Pflichtaufgabe A -
Beantworte anhand des Artikels über die Studierendengemeinde:
(i) Seit wann hat Corinna Hirschberg ihre Stelle in der ESG?
(ii) Wo und zu welcher Zeit bauen sie und ihre Mitarbeiter den Stand mit fair gehandelten Produkten auf?
(iii) Was geschieht beim Internationalen Treff?
Pflichtaufgabe B - Setze den Artikel über die Evangelische Studierendengemeinde nach seinem letzten Satz fort.

Ausgewählter Textauszug -
————

Von Laura-Lena Förster
Dem Namen nach ist die Studierendengemeinde evangelisch. Dem Inhalt nach ökumenisch. Katholiken, Muslime, Menschen aller Religionen und Konfessionen, die Gemeinschaft suchen, können sie in der Evangelischen Studierenden-gemeinde (ESG) finden - bei Pfarrerin Corinna Hirschberg und ihrem Team.

»Wir sind eine Gemeinde, aber keine im klassischen Sinn«, sagt Corinna Hirschberg. »Wir führen kein Mitgliederverzeichnis und schließen auch niemanden aus religiösen Gründen davon aus, diese und jene Aufgabe ehrenamtlich bei uns zu übernehmen. Unter Gemeinde und Gemeinschaft verstehen wir das gleiche.«
Die Stelle, die sie seit April 2005 in der ESG hat, heißt Funktionsstelle. Solche gibt es in Krankenhäusern, Gefängnissen und eben in der Universität.
Wer dort eine kirchliche Anlaufstelle sucht, kann sich an die ESG oder ihr Pendant wenden: die katholische Hochschulgemeinde (KHG). Wie man auf sie - als die ESG - aufmerksam wird? Über Aushänge am Schwarzen Brett gegenüber der Mensa, über Programmhefte, die zum Semesterbeginn in der Mensa verteilt werden, oder über einen aufmerksamen Gang durch die Uni-Halle. Gegenüber der Cafete bauen Corinna Hirschberg und ihre Mitarbeiter jeden Donnerstag von 11.45 bis 13.30 Uhr einen Stand mit fair gehandelten Produkten auf. Ein weiteres Angebot: offene Ohren für Freud und Leid.
Überhaupt ist die Beratung ein Schwerpunkt der Arbeit. Ausländische Studenten, die Heimweh, Integrationsprobleme oder begrenzte Mittel haben, unterstützt die ESG: mit einmaligen Beihilfen in kurzfristigen finanziellen Engpässen, mehrmonatig in Prüfungsphasen oder bei ihrer Rückkehr in die Heimat. Natürlich können sich auch alle anderen Studenten mit Sorgen und Nöten an Corinna Hirschberg wenden.
Beratung ist die eine, Geselligkeit die andere Seite der ESG. Sie schlägt sich fast ausnahmslos im Wochenprogramm nieder. Donnerstag, 19 Uhr, heißt: Internationaler Treff. Man kocht und isst zusammen, die ausländischen Studenten erzählen von ihrer Heimat.

————

Gezeigtes Material -
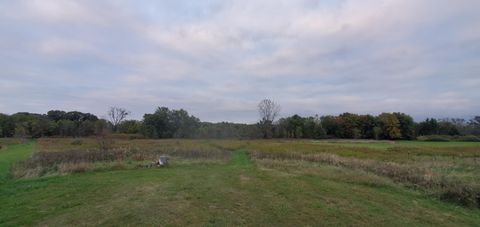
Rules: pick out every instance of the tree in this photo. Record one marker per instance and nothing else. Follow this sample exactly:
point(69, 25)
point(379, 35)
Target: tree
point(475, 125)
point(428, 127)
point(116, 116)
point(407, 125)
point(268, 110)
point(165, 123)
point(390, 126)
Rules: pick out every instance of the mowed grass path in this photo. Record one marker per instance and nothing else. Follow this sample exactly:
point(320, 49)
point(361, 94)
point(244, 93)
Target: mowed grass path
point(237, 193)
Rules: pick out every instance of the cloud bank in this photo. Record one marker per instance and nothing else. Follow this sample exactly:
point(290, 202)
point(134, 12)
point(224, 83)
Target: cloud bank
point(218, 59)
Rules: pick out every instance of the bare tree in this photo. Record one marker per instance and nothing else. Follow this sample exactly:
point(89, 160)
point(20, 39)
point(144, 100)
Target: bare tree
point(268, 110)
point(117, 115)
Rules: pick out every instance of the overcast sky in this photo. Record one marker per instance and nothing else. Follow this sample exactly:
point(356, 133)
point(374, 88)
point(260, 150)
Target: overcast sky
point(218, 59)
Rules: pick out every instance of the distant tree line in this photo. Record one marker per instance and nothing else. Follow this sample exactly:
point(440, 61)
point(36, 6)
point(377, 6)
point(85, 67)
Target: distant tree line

————

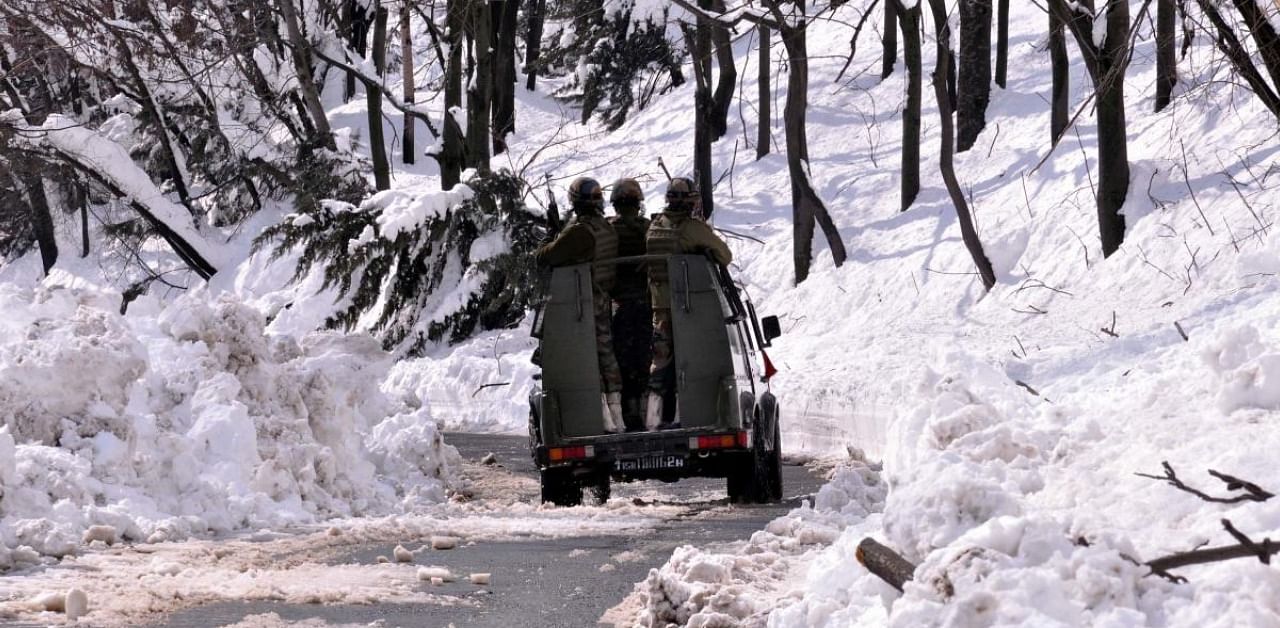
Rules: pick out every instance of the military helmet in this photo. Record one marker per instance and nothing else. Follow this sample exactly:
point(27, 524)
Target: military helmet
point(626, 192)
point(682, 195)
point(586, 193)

————

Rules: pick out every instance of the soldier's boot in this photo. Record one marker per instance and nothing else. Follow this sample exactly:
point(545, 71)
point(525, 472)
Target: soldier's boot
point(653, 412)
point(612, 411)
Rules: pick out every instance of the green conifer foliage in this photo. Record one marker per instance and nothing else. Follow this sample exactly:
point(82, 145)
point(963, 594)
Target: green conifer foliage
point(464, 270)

————

Lösung A -
(i) Seit April 2005.
(ii) Gegenüber der Cafete, jeden Donnerstag von 11.45 bis 13.30 Uhr.
(iii) Man kocht und isst zusammen, und die ausländischen Studenten erzählen von ihrer Heimat.

Lösung B -
Der Dienstag ist immer ein spiritueller Tag. Alle zwei Wochen findet eine Andacht statt, alle zwei Wochen ein Bibelkreis. Von Oktober bis Dezember gab es einen Strickkursus, gerade erst in der vergangenen Woche eine Taizé-Andacht.Klein war die Runde, die am Dienstagabend im Andachtsraum, hoch oben unterm Dach des ehemaligen Wohnhauses an der Jakob-Kaiser-Straße, Platz nahm. Auf den ist die ESG besonders stolz. Weil er so gemütlich, so eingerichtet ist, dass man in ihm wunderbar zur Ruhe kommen und Energie tanken kann. Bemaltes Fensterglas grenzt die eine Seite ein, zwei Schrägen bringen jeden dazu, sich irgendwann zu setzen - vorzugsweise auf den Boden.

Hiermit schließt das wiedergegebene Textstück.